• **文本节选**:
'''

Shuffle read 是等到Mapper stage结束后才开始读取数据。边读取数据边处理,数据先放在内存,最后落盘。下面先介绍Shuffle read 的详细过程,然后分析这一个过程的内存使用。
Shuffle read过程
- ShuffledRDD的compute()方法
override def compute(split: Partition, context: TaskContext): Iterator[(K, C)] = {
val dep = dependencies.head.asInstanceOf[ShuffleDependency[K, V, C]]
SparkEnv.get.shuffleManager.getReader(dep.shuffleHandle, split.index, split.index + 1, context)
.read()
.asInstanceOf[Iterator[(K, C)]]
}
getReader()方法得到HashShuffleReader对象,然后调用HashShuffleReader的read()方法读取前一Stage中ShuffleMapTask生成的数据。
- HashShuffleReader的read()方法
override def read(): Iterator[Product2[K, C]] = {
val ser = Serializer.getSerializer(dep.serializer)
val iter = BlockStoreShuffleFetcher.fetch(handle.shuffleId, startPartition, context, ser)
val aggregatedIter: Iterator[Product2[K, C]] = if (dep.aggregator.isDefined) {
if (dep.mapSideCombine) {
new InterruptibleIterator(context, dep.aggregator.get.combineCombinersByKey(iter, context))

'''

• **提取信息**:

'''

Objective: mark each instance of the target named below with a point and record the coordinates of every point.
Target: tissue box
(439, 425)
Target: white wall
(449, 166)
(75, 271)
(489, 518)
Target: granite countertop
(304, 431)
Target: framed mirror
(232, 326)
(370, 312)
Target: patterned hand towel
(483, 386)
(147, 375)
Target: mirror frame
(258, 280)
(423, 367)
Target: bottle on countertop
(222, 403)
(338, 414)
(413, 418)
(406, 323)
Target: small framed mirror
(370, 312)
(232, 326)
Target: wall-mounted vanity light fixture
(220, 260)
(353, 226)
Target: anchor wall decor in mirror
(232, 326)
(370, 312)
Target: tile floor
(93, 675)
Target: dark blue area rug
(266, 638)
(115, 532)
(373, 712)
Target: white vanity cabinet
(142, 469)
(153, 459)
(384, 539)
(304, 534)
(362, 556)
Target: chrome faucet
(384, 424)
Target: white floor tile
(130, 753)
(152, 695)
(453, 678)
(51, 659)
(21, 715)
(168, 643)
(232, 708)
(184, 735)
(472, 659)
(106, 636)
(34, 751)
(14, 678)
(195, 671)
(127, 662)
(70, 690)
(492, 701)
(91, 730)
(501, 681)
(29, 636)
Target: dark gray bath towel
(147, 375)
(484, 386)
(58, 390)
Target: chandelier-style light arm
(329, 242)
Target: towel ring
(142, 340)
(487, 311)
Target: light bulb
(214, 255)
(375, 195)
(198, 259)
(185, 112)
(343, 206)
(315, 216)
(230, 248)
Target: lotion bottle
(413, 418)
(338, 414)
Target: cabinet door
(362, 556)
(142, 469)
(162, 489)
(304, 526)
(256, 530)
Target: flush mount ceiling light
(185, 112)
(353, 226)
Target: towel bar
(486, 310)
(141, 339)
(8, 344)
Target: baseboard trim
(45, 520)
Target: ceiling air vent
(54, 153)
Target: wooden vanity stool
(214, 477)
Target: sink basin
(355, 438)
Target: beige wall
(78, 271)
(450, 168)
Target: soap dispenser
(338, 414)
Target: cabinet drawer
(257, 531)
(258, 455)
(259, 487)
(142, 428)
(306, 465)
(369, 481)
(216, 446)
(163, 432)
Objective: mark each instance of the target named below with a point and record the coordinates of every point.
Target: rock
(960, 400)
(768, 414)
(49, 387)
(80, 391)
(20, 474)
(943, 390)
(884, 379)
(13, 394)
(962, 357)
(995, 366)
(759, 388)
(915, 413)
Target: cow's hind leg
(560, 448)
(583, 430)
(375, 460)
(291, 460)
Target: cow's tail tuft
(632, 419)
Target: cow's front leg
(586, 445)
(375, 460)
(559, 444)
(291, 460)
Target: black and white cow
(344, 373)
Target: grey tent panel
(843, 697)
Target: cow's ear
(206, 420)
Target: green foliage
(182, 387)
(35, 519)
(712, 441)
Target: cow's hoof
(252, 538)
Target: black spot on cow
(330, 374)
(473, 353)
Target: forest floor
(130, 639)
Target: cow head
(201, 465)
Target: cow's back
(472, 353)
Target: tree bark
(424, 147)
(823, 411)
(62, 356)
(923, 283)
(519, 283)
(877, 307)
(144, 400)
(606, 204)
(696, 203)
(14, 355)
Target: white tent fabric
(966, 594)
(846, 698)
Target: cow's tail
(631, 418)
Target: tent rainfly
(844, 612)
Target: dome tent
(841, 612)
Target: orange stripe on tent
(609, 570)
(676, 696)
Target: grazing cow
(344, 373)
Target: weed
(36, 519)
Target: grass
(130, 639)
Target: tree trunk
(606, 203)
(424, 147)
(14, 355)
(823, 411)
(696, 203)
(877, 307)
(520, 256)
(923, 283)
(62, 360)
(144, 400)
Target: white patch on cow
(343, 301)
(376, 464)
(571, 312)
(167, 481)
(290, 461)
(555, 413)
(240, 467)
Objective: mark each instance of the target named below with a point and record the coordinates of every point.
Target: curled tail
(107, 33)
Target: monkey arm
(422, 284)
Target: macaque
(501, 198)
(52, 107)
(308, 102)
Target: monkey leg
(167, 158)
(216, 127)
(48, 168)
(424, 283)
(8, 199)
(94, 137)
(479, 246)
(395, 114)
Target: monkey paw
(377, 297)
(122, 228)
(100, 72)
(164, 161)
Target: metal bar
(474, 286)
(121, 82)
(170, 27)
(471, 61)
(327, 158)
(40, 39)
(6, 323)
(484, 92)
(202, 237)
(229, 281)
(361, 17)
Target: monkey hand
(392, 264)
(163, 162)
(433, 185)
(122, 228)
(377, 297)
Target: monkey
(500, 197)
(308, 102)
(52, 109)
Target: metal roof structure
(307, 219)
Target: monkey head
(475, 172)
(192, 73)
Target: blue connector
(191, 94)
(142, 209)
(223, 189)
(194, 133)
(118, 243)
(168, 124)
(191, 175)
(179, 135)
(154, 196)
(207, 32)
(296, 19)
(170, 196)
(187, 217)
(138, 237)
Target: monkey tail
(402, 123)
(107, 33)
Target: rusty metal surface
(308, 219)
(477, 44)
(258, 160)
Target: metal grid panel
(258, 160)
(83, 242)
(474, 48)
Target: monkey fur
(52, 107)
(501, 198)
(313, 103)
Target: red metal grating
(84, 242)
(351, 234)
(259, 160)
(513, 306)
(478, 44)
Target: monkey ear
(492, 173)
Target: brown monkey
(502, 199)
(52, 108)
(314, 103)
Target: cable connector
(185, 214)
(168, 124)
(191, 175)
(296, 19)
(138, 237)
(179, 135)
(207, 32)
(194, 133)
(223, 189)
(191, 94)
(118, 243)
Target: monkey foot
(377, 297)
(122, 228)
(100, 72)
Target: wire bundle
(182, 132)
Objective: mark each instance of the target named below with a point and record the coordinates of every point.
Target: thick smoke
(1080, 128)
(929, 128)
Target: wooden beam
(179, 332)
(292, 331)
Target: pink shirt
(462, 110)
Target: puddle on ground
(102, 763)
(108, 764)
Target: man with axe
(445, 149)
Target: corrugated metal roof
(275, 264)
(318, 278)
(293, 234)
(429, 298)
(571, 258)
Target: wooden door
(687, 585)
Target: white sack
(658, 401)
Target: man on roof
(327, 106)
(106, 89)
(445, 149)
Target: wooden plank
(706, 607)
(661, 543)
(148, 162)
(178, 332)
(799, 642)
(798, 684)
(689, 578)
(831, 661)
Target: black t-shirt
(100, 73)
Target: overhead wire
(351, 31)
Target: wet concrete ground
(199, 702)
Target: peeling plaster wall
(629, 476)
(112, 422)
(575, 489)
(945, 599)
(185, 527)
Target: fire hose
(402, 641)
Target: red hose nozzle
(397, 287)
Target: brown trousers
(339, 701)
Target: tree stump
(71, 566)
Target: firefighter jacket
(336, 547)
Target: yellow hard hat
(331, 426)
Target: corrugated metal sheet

'''

• **你的任务**:
• 1. 把关于 Shuffle read 的节选中介于“Shuffle read过程”与“startPartition, context, ser)”之间的部分照原样重新录入，首尾两处均包含在内。
• 2. 从条目中摘出所有含有字符串“countertop”的行。
关于 Shuffle read 的节选与各条目是彼此独立的两份材料。

• **参考答案**:
• 1.
Shuffle read过程
- ShuffledRDD的compute()方法
override def compute(split: Partition, context: TaskContext): Iterator[(K, C)] = {
val dep = dependencies.head.asInstanceOf[ShuffleDependency[K, V, C]]
SparkEnv.get.shuffleManager.getReader(dep.shuffleHandle, split.index, split.index + 1, context)
.read()
.asInstanceOf[Iterator[(K, C)]]
}
getReader()方法得到HashShuffleReader对象,然后调用HashShuffleReader的read()方法读取前一Stage中ShuffleMapTask生成的数据。
- HashShuffleReader的read()方法
override def read(): Iterator[Product2[K, C]] = {
val ser = Serializer.getSerializer(dep.serializer)
val iter = BlockStoreShuffleFetcher.fetch(handle.shuffleId, startPartition, context, ser)

• 2.
Target: granite countertop
Target: bottle on countertop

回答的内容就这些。